Yuki Harada: On Space, Silence, and Playing Long
The Tokyo producer and DJ discusses her residency at Contact, her process for building ambient sets, and why she rarely plays before 3am.
The Tokyo producer and DJ discusses her residency at Contact, her process for building ambient sets, and why she rarely plays before 3am. We meet on a Tuesday afternoon in the kitchen of her studio in Shimokitazawa, where she's been working since early morning on a piece that she describes, vaguely, as 'something for a room I haven't visited yet.' She seems unsure whether it will become a track or a set or something else entirely. This uncertainty doesn't appear to bother her.

▶ [Extracted information]

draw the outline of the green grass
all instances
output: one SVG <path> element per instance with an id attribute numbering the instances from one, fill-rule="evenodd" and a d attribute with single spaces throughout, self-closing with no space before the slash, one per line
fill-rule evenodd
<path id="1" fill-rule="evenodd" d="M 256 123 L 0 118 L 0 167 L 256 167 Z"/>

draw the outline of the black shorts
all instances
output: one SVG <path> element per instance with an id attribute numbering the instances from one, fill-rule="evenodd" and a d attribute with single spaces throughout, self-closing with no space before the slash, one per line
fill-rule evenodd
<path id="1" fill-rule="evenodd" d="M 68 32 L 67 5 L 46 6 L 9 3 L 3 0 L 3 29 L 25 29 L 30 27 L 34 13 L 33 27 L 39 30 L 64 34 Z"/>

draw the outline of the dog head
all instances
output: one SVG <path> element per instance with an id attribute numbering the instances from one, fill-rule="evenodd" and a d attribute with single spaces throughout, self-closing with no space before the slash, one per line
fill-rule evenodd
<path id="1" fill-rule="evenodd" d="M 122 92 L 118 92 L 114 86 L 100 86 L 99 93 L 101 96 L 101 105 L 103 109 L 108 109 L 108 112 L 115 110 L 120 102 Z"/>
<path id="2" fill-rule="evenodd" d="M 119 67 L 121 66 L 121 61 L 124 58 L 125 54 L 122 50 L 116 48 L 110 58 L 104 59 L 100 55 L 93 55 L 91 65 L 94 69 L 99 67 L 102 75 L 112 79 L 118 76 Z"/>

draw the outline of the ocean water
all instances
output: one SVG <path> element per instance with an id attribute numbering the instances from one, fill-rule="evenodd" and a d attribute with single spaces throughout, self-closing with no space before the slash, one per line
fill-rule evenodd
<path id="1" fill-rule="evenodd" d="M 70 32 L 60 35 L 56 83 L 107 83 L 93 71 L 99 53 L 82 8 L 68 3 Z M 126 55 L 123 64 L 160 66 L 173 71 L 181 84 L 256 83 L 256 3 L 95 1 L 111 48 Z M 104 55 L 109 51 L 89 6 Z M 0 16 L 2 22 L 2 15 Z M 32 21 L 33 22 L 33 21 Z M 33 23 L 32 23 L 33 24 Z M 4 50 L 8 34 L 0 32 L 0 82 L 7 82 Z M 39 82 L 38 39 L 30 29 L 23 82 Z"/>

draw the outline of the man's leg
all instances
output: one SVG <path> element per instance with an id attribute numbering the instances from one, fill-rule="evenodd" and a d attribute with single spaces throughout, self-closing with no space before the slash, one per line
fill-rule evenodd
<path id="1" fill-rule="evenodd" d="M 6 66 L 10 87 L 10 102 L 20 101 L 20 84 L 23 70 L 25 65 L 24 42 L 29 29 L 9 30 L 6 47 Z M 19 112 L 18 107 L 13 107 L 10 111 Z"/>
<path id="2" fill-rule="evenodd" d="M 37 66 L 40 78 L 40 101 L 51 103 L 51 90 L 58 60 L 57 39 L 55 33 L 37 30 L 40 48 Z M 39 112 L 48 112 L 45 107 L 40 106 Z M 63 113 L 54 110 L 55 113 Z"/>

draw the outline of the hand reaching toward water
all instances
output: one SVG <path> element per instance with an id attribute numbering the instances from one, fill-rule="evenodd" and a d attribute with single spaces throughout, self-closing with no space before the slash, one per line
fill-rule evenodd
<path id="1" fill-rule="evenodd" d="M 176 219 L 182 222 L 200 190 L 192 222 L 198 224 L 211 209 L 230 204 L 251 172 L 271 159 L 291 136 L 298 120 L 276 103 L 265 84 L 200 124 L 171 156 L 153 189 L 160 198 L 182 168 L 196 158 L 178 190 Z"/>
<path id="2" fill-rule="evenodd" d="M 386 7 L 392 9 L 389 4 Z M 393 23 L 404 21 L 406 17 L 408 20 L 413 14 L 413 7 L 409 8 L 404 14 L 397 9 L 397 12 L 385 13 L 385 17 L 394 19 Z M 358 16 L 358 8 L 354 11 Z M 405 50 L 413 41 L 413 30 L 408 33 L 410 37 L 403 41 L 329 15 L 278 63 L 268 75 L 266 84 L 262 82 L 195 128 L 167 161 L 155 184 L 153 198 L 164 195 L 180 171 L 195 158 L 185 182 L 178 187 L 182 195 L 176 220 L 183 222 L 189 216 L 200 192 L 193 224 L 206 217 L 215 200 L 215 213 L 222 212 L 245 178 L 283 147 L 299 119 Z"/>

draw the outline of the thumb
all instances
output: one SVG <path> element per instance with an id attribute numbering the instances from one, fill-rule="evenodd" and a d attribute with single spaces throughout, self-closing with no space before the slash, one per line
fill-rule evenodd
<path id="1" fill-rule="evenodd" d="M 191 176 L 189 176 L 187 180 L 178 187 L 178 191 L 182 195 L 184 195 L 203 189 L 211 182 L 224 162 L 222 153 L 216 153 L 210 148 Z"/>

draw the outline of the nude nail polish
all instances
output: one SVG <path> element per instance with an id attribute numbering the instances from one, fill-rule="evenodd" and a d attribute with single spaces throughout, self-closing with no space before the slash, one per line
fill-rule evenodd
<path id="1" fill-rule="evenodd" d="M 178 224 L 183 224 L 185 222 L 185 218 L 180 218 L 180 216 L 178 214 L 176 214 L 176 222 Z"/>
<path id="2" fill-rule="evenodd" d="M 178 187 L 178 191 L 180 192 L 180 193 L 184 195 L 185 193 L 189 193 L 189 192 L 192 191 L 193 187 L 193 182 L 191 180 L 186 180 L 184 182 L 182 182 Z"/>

▶ [What is needed] In the profile, condense the paragraph that opens with "The Tokyo producer and DJ discusses" and continues with "We meet on a Tuesday afternoon" into a short bulleted list that keeps its main facts. The listing comes from a separate source, unrelated to the profile.

▶ [Task solution]
- The Tokyo producer and DJ talks about her residency at Contact, how she builds ambient sets, and why she seldom plays before 3am.
- The meeting takes place on a Tuesday afternoon in her studio kitchen in Shimokitazawa.
- She has been working since early morning on a piece she calls "something for a room I haven't visited yet."
- She is unsure whether it will become a track, a set, or something else, and the uncertainty does not seem to trouble her.